_GIVEN EXERCISE_
Rewrite the data below, replacing "marker" with "point" and leaving everything else unchanged.

===

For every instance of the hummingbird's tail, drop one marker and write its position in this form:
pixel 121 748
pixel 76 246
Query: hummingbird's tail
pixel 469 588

===

_FINISHED EXERCISE_
For every instance of the hummingbird's tail, drop one point and write its position in this form:
pixel 121 748
pixel 76 246
Query: hummingbird's tail
pixel 469 588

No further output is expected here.